╭─ Quoted passage

On the 17th of June, 1991, Poland and Germany signed a ‘Good Neighbourship and Friendly Cooperation Treaty’.
This Treaty formed the third part of a ‘triad’ that unfolded as efforts were taken to build a solid foundation for a new quality of Polish-German relations. This triad consisted of:
1. The Reconciliation Mass in Krzyzowa (this opened up new opportunities for dialog),
2. ‘The German-Polish Border Treaty’ (1990) (this treaty settled long standing territorial issued), and thirdly,
3. The ‘Good Neighbourship and Friendly Cooperation Treaty’, (designed to create a solid foundation for political, economic, social, scientific and cultural reconciliation).

Krzyżowa.  Before the Treaty

The ‘Good Neighbourship and Friendly Cooperation Treaty’, which has stimulated and accelerated the Polish-German agreement so much, probably could not have been negotiated and signed so quickly had it not been preceded by the Mass of Reconciliation in Krzyżowa on 12th of November 1989.

The Mass was attended by the first non-communist prime minister of Poland, Tadeusz Mazowiecki, and the chancellor of Germany, Helmut Kohl, who at the time was working towards the reunification of Germany. At the ‘sign of peace’ portion of the Mass, the two leaders embraced each other. Their symbolic gesture of peace gave the Polish-German political dialogue a new quality. It was an expression of the conviction that the profound distrust that divided Poles and Germans cannot be overcome solely through political negotiations. And, those mutual relations cannot be viewed solely from the perspective of political interest.

Krzyżowa is a place which symbolizes opposition to nationalism and lawlessness; dialogue beyond divisions and a longing for a free, democratic and united Europe. It is no coincidence that it was here both politicians decided to give a clear sign: that after decades of hostility, at a time of breakthrough changes in Central Europe, and despite many differences and adversities, they wanted to jointly build a value-based, partner-like, neighbourly, friendly cooperation. They were signaling that they perceived the future Polish-German bilateralism in the European context; that in their opinion, the quality of European integration and cooperation between the two parts of Europe, divided so far, would strongly be influenced by the quality of Polish-German dialogue.

╰─
╭─ Records provided

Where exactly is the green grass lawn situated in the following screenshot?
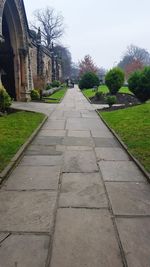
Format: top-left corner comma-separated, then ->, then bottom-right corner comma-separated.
45,88 -> 67,103
100,103 -> 150,172
82,85 -> 132,98
0,111 -> 45,172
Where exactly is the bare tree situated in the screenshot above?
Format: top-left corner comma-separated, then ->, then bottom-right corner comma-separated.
31,7 -> 64,49
79,55 -> 98,76
53,45 -> 72,80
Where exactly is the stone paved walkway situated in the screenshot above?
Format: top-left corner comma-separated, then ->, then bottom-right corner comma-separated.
0,87 -> 150,267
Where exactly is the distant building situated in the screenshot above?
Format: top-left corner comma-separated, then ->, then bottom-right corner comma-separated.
0,0 -> 61,101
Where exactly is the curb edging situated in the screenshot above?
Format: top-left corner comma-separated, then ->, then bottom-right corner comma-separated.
95,109 -> 150,183
0,114 -> 48,185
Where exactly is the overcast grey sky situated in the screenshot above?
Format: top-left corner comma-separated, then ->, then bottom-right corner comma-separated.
24,0 -> 150,68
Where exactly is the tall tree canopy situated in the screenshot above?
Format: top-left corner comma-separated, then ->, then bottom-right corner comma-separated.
118,45 -> 150,79
31,7 -> 64,48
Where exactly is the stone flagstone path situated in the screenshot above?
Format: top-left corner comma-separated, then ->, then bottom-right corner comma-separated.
0,87 -> 150,267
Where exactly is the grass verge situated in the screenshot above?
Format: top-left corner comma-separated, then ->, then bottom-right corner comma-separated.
45,88 -> 67,103
0,111 -> 45,172
82,85 -> 132,98
100,103 -> 150,172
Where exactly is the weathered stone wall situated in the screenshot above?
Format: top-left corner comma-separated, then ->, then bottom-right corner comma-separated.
30,45 -> 37,77
43,51 -> 52,83
0,0 -> 52,101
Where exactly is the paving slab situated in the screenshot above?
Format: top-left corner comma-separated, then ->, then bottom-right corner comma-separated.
38,130 -> 66,137
95,147 -> 130,161
32,136 -> 64,146
3,166 -> 60,190
93,137 -> 120,147
50,209 -> 123,267
63,136 -> 94,146
99,161 -> 146,182
59,173 -> 108,208
66,118 -> 105,130
0,235 -> 49,267
0,191 -> 57,232
43,119 -> 65,130
25,145 -> 62,156
91,129 -> 114,138
116,218 -> 150,267
20,155 -> 62,166
68,130 -> 91,137
66,146 -> 93,151
106,182 -> 150,216
0,233 -> 10,243
63,151 -> 98,172
64,111 -> 81,118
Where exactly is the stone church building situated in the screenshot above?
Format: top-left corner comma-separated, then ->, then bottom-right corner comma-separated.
0,0 -> 60,101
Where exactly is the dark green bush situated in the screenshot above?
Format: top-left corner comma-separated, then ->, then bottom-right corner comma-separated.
79,72 -> 99,90
0,85 -> 12,112
51,80 -> 61,87
95,92 -> 104,100
106,95 -> 117,107
128,67 -> 150,102
105,68 -> 125,95
45,84 -> 52,90
31,89 -> 40,100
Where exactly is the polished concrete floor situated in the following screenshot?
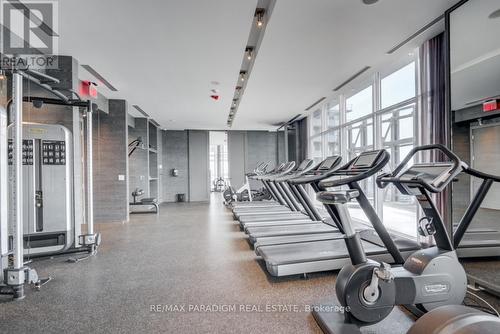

╰─

▶ **Written request 1**: According to the passage on Polish-German relations, on what date was the Mass of Reconciliation in Krzyżowa held?
▶ **Written request 2**: Write out the passage on Polish-German relations word for word, from "This Treaty formed" up to and including "and cultural reconciliation).".
The entries are not needed here.

▶ **Correct result 1**: It was held on the 12th of November 1989.

▶ **Correct result 2**:
This Treaty formed the third part of a ‘triad’ that unfolded as efforts were taken to build a solid foundation for a new quality of Polish-German relations. This triad consisted of:
1. The Reconciliation Mass in Krzyzowa (this opened up new opportunities for dialog),
2. ‘The German-Polish Border Treaty’ (1990) (this treaty settled long standing territorial issued), and thirdly,
3. The ‘Good Neighbourship and Friendly Cooperation Treaty’, (designed to create a solid foundation for political, economic, social, scientific and cultural reconciliation).